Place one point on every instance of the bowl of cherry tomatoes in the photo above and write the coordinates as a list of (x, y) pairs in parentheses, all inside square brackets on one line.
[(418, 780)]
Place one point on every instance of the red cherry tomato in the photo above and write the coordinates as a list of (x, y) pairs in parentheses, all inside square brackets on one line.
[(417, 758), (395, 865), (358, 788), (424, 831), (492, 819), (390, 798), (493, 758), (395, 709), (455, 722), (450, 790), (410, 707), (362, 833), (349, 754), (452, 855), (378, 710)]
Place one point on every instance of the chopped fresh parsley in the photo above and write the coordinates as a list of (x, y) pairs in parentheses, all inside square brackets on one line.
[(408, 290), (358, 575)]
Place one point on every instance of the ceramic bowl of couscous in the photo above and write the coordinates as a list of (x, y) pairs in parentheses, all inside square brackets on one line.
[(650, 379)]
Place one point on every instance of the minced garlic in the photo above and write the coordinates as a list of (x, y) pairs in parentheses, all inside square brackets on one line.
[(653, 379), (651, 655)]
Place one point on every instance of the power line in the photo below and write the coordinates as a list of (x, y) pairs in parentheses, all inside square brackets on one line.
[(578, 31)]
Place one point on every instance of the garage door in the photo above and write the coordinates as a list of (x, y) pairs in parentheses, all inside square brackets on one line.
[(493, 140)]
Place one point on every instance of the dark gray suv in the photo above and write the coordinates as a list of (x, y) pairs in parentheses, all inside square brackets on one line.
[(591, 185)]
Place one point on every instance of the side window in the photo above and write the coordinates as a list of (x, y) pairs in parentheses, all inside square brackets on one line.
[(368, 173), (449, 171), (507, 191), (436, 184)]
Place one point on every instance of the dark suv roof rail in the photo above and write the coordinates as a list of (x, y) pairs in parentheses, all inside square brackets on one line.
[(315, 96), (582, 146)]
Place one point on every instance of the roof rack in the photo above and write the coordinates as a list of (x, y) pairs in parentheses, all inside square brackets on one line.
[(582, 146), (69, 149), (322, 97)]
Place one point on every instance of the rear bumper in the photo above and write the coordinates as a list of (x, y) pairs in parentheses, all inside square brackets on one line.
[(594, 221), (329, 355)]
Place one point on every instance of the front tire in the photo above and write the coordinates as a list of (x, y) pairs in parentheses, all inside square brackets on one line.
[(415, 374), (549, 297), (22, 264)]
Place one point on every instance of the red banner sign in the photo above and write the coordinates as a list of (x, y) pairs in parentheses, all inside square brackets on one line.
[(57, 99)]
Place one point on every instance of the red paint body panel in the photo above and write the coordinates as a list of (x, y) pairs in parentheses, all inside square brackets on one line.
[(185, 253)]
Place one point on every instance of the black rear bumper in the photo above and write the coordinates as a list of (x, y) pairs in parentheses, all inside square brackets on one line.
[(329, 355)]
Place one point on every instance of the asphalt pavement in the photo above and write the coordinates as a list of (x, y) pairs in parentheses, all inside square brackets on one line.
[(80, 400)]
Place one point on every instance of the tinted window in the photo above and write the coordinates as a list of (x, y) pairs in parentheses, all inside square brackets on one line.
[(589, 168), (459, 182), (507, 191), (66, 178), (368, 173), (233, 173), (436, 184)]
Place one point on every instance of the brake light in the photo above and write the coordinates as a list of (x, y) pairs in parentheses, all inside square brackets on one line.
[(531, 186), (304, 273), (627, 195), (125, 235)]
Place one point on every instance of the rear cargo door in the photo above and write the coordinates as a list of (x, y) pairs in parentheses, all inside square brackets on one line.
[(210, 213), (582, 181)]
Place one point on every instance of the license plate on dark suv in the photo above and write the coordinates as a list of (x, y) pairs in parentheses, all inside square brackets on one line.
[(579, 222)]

▶ [What the task asks]:
Restate all of the entries above precisely.

▶ [Answer to the problem]:
Place one point on every instance of the bowl of cherry tomatoes in the photo above and write the coordinates as a list of (x, y) pairs in parentheses, all inside square brackets on one line.
[(418, 780)]
Place one point on every instance of the red cherry tomato in the photo above and write the coordinates as a list of (x, y) pairs in parentheses, all inside square brackets on one line.
[(417, 758), (395, 865), (358, 788), (424, 831), (492, 819), (390, 798), (493, 758), (395, 709), (455, 722), (450, 790), (410, 707), (362, 833), (349, 754), (452, 855), (378, 710)]
Place one point on every instance of the chopped fresh parsley in the photo above and write the coordinates as a list of (x, y) pairs in parentheses, all inside square brackets on one line.
[(408, 290), (358, 575)]
Place one point on every instance of the ceramic bowl of couscous in the photo above and write the coordinates as a list of (x, y) pairs in parentheses, all inside square brackets on one line.
[(650, 379)]
Place one point on every instance of the minced garlic in the photo above and write the coordinates as a list of (x, y) pairs in parentheses, all inside square brackets on one line.
[(653, 379), (651, 655)]
Place one point on every instance of the power line in the photo below and write the coordinates as a list of (x, y) pairs in parentheses, all inside square brackets on one line.
[(578, 31)]
Place one point on every instance of the garage door in the photo above and write the coordinates as a list of (x, y) pairs in parentheses, all inside square brackets on one line.
[(493, 140)]
Place one point on every instance of the dark gray suv in the photo above and write the coordinates as a list of (x, y) pairs in parentheses, all inside square brackets on one line.
[(591, 185)]
Place one point on every instance of the side window in the photo above and write the coordinates as a list of (x, y) pairs in parentheses, all inside square brackets on one line.
[(368, 173), (449, 171), (507, 191), (436, 184)]
Place one point on every instance of the dark suv roof rail in the photo above and write the coordinates as a list of (x, y) pairs in parentheses, all inside square brackets on one line.
[(315, 96), (582, 146)]
Place one point on every instance of the roof rack in the photo above and write the coordinates as a list of (x, y) pairs in parentheses, all inside square brackets on one line.
[(582, 146), (69, 149), (322, 97)]
Place one point on every instance of the rear bumper in the photo above and write the coordinates as a list of (x, y) pairs in parentheses, all inside square brackets on one line.
[(594, 221), (329, 355)]
Place one point on every instance of the front tire in the photo above and write the coordinates as a list of (x, y) pairs in parentheses, all inside square brackets on one line.
[(415, 374), (549, 297), (22, 264)]
Place one point on every instance of the red banner sign in the photo above and write the coordinates as a list of (x, y) pairs in parentheses, all inside square brackets on one line.
[(57, 99)]
Place one point on every instance of the red paint body panel in the photo above and write the coordinates as a list of (x, y) pairs in parentheses, all inside square brackets on one line.
[(185, 253)]
Place one point on every instance of the black rear bumper in the photo above and write the coordinates as a list of (x, y) pairs in parentheses, all inside square brackets on one line.
[(329, 355)]
Place one point on every instance of the asphalt pavement in the photo above and write the coordinates as a list of (x, y) pairs in parentheses, all inside square brackets on one line.
[(80, 400)]
Place one point on every instance of the tinted window in the photo above and write the coordinates as a list of (x, y) pairs in parentheses, all inside square brackets on one line.
[(589, 168), (459, 182), (507, 191), (66, 178), (368, 173), (233, 173), (436, 184)]
Place one point on every instance of the brake light in the photo above and write the coordinates as a list of (x, y) pairs in parentheses, all inside square brackets on one line.
[(531, 186), (304, 273), (627, 195), (125, 235)]
Place one point on every instance of the rear cargo door in the photo above and write the coordinates as a list of (x, y) pairs in parentheses, all inside square brackets on one line.
[(210, 213), (582, 181)]
Place one point on every instance of the license plate on dark suv in the photo above and write the coordinates as a list of (x, y) pairs in parentheses, all inside square brackets on one line.
[(579, 222)]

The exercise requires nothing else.